__Requirement__.
Nothing but the lines from the one containing "box: [157, 254, 192, 266]" through the one containing "259L161 264L171 269L176", both included, should be given again, each exactly as written below.

Collected data entries:
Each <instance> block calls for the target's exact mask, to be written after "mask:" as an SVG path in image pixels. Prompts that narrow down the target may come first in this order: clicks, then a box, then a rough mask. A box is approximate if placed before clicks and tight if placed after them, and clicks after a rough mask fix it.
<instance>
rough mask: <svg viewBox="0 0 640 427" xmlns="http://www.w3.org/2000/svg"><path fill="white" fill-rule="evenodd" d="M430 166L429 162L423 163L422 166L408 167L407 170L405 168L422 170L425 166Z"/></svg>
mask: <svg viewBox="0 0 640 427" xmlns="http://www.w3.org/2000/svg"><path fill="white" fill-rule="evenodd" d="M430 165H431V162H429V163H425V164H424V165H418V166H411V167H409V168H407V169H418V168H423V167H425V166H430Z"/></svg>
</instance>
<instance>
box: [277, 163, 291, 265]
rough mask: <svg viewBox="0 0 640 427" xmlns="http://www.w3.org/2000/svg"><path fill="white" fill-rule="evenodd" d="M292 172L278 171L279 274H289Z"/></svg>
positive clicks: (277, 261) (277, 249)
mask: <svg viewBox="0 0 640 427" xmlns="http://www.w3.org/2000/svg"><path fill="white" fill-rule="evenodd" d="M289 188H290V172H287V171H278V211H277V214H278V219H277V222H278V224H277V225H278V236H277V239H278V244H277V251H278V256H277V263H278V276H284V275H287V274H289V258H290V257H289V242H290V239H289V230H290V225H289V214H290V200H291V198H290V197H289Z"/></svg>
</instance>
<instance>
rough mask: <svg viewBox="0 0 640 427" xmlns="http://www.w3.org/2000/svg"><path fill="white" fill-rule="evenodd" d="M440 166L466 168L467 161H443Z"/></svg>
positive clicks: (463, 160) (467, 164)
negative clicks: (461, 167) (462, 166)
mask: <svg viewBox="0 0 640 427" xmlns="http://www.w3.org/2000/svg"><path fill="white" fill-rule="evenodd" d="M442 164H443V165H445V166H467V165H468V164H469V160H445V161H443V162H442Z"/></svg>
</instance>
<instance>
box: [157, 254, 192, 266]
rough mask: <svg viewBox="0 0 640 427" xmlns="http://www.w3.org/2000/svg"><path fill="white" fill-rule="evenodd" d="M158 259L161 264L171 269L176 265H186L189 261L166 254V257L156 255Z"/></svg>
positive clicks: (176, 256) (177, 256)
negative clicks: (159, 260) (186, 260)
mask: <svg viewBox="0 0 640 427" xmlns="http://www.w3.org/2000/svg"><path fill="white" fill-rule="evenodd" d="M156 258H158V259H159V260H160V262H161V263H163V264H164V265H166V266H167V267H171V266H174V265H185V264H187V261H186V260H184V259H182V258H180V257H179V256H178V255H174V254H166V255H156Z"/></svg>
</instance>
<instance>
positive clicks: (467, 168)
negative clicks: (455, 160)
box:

__Solution for this exercise__.
box: [157, 254, 192, 266]
rough mask: <svg viewBox="0 0 640 427" xmlns="http://www.w3.org/2000/svg"><path fill="white" fill-rule="evenodd" d="M158 259L161 264L171 269L176 265H186L189 261L166 254V257L156 255Z"/></svg>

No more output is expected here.